┌─ Extract provided

Notes on common dependencies and risks across applications:
- Compute and latency: Diffusion-based generation and joint attention are compute-intensive; production use may require model scaling strategies (distillation, caching, progressive inference).
- Data and calibration: Accurate time-aligned video/action/audio streams, correct FPS/sampling metadata (required by the absolute-temporal MRoPE), and reliable camera/pose calibration are critical.
- Safety and sim-to-real: Policies derived from synthetic or simulated data require staged validation and conservative deployment; uncertainty estimation is essential.
- Licensing and governance: Compliance with OpenMDW-1.1, asset/IP policies for synthetic media, and platform rules for generated content distribution.
- Security and misuse: Powerful text-to-video/image capabilities necessitate watermarking/provenance and moderation pipelines to mitigate deepfake or deceptive content risks.
Glossary
- 3D MRoPE: A 3D multimodal rotary positional embedding that splits positional encoding across temporal and spatial dimensions to align tokens across modalities. "we design a 3D MRoPE with absolute temporal indexing to align video, audio, and action tokens along the same physical temporal axis."
- 6D rotation representation: An over-parameterized representation of 3D rotations that improves continuity and learning stability compared to Euler angles or quaternions. "We use the 6D representation following~\citet{zhou2019continuity} and the OpenCV convention for rotations where the z-axis is along the fingers/grippers and x-axis is to the right."

└─

Activity A
Reproduce, word for word, the part of the risk notes and glossary that begins at the words "- Data and calibration: Accurate" and stops after "estimation is essential.".
Activity B
Continue the risk notes and glossary after their last sentence.

┌─ Dataset extract

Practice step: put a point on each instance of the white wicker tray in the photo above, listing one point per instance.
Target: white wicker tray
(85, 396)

└─

Exercise result A
- Data and calibration: Accurate time-aligned video/action/audio streams, correct FPS/sampling metadata (required by the absolute-temporal MRoPE), and reliable camera/pose calibration are critical.
- Safety and sim-to-real: Policies derived from synthetic or simulated data require staged validation and conservative deployment; uncertainty estimation is essential.

Exercise result B
- Action tokens: Learned tokens representing actions as a core modality, used to connect control signals with multimodal reasoning and generation. "Cosmos 3 treats action as a core modality, introducing a dedicated class of action tokens."
- Autoregressive (AR) subsequence: The front segment of the packed token sequence used for reasoning with causal attention (e.g., language and ViT-encoded vision). "The AR subsequence is responsible for reasoning and understanding."
- Begin-of-generation (BOG) token: A special token marking the transition point where generation begins in the packed sequence. "ending with <EOS> and a begin-of-generation token <BOG>,"
- Bidirectional attention: Attention that allows tokens to attend to both past and future positions (used for diffusion tokens). "Tokens in the DM subsequence use full bidirectional attention, with the union of AR and DM tokens serving as the keys and values."
- Causal self-attention: Attention constrained to past tokens only, preserving the autoregressive property for language/understanding. "Tokens in the AR subsequence attend only to tokens within the AR subsequence using causal self-attention;"
- DeepStack: A technique for aggregating multi-level vision features to enhance understanding. "we also aggregate visual features from ViT via DeepStack~\citep{meng2024deepstack}"
- Diffusion (DM) subsequence: The back segment of the packed token sequence containing noisy continuous tokens to be iteratively denoised for generation. "The diffusion subsequence follows the AR subsequence and contains video and image tokens from the VAE encoder, as well as audio and action tokens."
- Domain-aware input and output projection layers: Per-domain linear projections that map heterogeneous action vectors into and out of a shared latent action space. "We therefore use domain-aware input and output projection layers with separate weight matrices for each embodiment domain~\citep{zheng2026xvla}, while sharing the MoT backbone."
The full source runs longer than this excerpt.